The response of senior Conservatives to students taking action over climate change was misguided. If they want the votes of young people, they should start listening to their concerns, writes Anushka Asthana 

It was striking to see the Conservative defence minister, Tobias Ellwood, tweet a breakdown of the 2017 general election result by age, following the defection of three of his colleagues to The Independent Group.

“Questions for my Party to consider with loss of 3 colleagues whose departure means our profile moves a notch to the right,” he wrote, after the news broke of Anna Soubry, Sarah Wollaston and Heidi Allen crossing the floor to join Labour colleagues.

“Below shows hill we face in appealing to the next generation to secure an election win. We must retain a wide appeal and be tolerant of a spectrum of views.”

The graphic showed how the Tories polled just 19% with 18- and 19-year olds, compared to 66% for Labour; rising to just 22% for 20 to 24-year olds (62 for Labour), 23% for 25-29 year olds (63 for Labour) and 29% for 30 to 39-year olds (55 for Labour). Corbyn’s Labour party even won among those in their 40s.

Of course, there were huge complexities taking place in 2017, as May tried to pitch to working class, Leave voters across the north, while Corbyn picked up more of the affluent, urban Remain vote.

But the figures should be a major concern for the Conservative party (with some MPs even claiming they pose an existential threat) and one that is surely a top priority for its strategists.

With that in mind, I was surprised last week to watch senior Tory figures responding to the school strike for climate on the Friday before half term. While praising the sentiment, they claimed that it was inappropriate for the children to abandon their lessons to make their voices heard.

Theresa May’s official spokesman warned of the disruption to schools, which he said would increase the workload for teachers and waste lesson time. He suggested that the teenagers would be better off in the classroom learning to become the scientists of the future, rather than on the streets protesting.

The leader of the House of Commons, Andrea Leadsom tweeted: “It’s called truancy, not a strike.” James Cleverly, the party’s deputy chairman, suggested the kids wanted to go out just to “bunk-off school”. All of which misses the point.

Climate change is the biggest crisis facing our planet. Arguments over Brexit don’t even register when you consider the possible fallout of 2 degrees warming or worse – with risks of drought, floods, extreme heat and poverty for hundreds of millions of people. That was the warning of October’s landmark report from the Intergovernmental Panel on Climate Change (IPCC) that called for urgent and unprecedented changes.

Recorded data
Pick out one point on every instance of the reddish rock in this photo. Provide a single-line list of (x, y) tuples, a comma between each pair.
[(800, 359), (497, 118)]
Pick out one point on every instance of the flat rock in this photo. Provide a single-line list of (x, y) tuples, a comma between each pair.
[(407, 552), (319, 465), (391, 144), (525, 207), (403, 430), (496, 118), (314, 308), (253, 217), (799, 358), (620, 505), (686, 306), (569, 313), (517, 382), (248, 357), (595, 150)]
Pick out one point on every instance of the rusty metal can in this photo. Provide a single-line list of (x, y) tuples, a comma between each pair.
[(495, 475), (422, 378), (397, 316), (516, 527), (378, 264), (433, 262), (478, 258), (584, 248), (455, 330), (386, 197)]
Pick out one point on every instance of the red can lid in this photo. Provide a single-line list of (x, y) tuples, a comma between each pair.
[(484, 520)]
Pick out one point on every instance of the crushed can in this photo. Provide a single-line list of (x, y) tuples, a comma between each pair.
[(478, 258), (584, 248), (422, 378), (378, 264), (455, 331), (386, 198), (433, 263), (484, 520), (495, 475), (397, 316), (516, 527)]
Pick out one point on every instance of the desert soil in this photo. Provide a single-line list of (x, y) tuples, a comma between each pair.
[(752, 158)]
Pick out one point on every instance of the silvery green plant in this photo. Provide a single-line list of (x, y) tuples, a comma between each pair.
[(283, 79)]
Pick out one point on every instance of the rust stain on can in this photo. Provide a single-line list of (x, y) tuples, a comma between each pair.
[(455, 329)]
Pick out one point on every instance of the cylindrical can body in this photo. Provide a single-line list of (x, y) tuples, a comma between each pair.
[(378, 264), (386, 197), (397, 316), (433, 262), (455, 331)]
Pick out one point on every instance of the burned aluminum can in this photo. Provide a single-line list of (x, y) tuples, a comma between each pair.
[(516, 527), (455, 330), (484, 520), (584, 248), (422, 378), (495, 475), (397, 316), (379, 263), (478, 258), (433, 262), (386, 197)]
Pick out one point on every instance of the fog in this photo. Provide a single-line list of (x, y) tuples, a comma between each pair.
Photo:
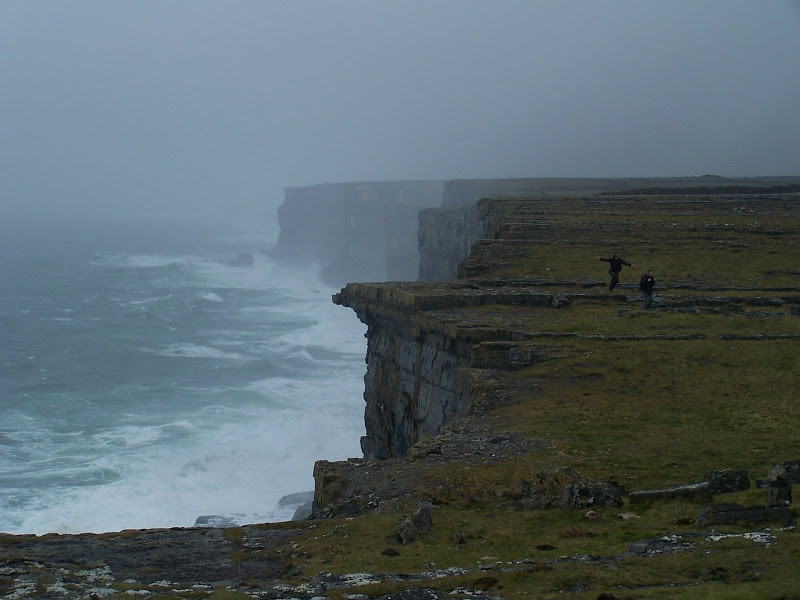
[(120, 109)]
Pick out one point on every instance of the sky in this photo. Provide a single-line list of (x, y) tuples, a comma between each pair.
[(211, 108)]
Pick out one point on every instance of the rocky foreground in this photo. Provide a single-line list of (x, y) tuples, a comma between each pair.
[(531, 433)]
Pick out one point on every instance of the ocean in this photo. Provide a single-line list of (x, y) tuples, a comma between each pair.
[(151, 373)]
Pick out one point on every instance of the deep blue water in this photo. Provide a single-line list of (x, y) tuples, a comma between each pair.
[(146, 379)]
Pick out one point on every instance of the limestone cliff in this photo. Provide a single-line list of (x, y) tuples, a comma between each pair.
[(363, 231), (419, 367)]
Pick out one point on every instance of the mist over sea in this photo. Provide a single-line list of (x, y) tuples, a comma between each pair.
[(150, 374)]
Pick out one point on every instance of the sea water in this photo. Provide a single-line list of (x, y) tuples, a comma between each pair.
[(151, 373)]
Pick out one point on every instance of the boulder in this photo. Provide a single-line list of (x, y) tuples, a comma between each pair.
[(417, 524)]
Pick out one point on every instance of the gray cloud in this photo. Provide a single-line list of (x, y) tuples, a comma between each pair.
[(210, 107)]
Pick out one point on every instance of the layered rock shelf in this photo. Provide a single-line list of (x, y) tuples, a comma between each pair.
[(527, 428)]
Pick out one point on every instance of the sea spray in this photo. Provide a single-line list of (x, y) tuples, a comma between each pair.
[(147, 380)]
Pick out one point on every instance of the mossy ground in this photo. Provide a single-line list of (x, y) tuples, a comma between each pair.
[(708, 379)]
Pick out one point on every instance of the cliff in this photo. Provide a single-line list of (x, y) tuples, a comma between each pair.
[(364, 231), (529, 430)]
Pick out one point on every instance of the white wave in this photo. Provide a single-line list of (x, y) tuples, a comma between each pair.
[(193, 351), (129, 436), (211, 297), (141, 261)]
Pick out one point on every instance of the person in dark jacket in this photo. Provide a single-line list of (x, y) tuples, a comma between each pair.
[(614, 267), (647, 284)]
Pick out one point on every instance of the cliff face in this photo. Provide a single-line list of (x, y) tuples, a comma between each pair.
[(355, 231), (445, 237), (420, 368), (415, 381)]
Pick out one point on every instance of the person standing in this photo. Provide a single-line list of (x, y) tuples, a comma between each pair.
[(614, 267), (647, 284)]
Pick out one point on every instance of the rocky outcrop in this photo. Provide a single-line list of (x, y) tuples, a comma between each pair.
[(418, 368), (445, 237), (355, 231)]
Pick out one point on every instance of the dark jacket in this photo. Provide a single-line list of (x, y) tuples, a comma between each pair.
[(616, 263), (647, 283)]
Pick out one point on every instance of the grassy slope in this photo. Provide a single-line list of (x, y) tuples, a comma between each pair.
[(649, 412)]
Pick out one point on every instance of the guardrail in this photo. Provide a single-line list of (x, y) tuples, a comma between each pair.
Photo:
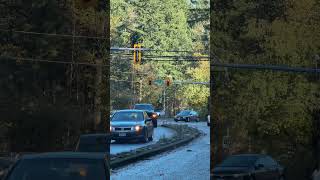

▶ _TO DO_: Could you retype everything in the piece on the Conservatives and young voters from "Theresa May’s official" down to "misses the point."?

▶ _SOLVED EXERCISE_:
Theresa May’s official spokesman warned of the disruption to schools, which he said would increase the workload for teachers and waste lesson time. He suggested that the teenagers would be better off in the classroom learning to become the scientists of the future, rather than on the streets protesting.

The leader of the House of Commons, Andrea Leadsom tweeted: “It’s called truancy, not a strike.” James Cleverly, the party’s deputy chairman, suggested the kids wanted to go out just to “bunk-off school”. All of which misses the point.